### SEITENAUSZUG
• • • •

In den vergangenen Jahren hat die Zahl der Sprengungen von Geldautomaten bundesweit insgesamt zugenommen. Im Vergleich zum Banküberfall sind diese Attacken aus Tätersicht weniger riskant: Gesprengt wird meist nachts ohne Zeugen in der Nähe. Außerdem sind die Strafen für klassische Raubüberfälle in Banken höher.

In Rheinland-Pfalz hat es erst in der Nacht zum Freitag (3.12.) einen neuen Fall gegeben: Auf dem Unicampus in Mainz wurde laut Polizei gegen 3.00 Uhr ein frei stehender Geldautomat gesprengt und erheblich beschädigt. Zeugen zufolge flohen mehrere Menschen in einem dunklen Auto. Zur Sprengmethode und möglichen Beute machte die Polizei wegen der laufenden Ermittlungen zunächst noch keine Angaben.

• • • •

### DATENAUSZÜGE
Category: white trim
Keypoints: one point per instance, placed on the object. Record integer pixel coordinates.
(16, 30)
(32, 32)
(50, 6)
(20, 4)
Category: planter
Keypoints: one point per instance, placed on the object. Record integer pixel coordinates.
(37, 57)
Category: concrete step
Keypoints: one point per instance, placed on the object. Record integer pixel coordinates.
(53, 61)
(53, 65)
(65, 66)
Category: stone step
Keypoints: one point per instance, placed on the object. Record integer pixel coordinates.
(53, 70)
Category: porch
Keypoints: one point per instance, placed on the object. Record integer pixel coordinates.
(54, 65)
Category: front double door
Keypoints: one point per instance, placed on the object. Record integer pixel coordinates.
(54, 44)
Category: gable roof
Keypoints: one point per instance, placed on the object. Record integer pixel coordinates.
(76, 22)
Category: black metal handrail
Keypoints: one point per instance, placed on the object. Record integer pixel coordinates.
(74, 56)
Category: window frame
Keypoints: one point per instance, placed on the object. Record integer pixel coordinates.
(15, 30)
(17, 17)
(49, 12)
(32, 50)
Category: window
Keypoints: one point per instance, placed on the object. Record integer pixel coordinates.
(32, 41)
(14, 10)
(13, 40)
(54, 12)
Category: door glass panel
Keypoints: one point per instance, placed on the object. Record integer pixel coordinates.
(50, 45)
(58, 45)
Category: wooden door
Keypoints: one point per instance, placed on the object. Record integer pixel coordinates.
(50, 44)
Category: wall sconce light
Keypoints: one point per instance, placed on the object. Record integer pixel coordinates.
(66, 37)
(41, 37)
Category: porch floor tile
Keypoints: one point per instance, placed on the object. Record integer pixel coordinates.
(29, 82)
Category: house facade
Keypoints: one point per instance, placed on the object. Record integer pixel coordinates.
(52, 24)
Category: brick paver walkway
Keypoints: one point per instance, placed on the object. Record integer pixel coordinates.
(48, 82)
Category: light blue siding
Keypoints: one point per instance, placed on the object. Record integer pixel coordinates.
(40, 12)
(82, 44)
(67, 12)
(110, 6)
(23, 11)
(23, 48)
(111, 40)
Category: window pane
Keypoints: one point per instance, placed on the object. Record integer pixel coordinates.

• • • •

### ARBEITSAUFTRAG
Liste bitte alle Zeitangaben aus dem Seitenauszug auf, die angeben, wann Geldautomaten gesprengt wurden oder in welchem Zeitraum die Zahl der Sprengungen zunahm.

### LÖSUNG DER AUFGABE
- In den vergangenen Jahren
- nachts
- in der Nacht zum Freitag (3.12.)
- gegen 3.00 Uhr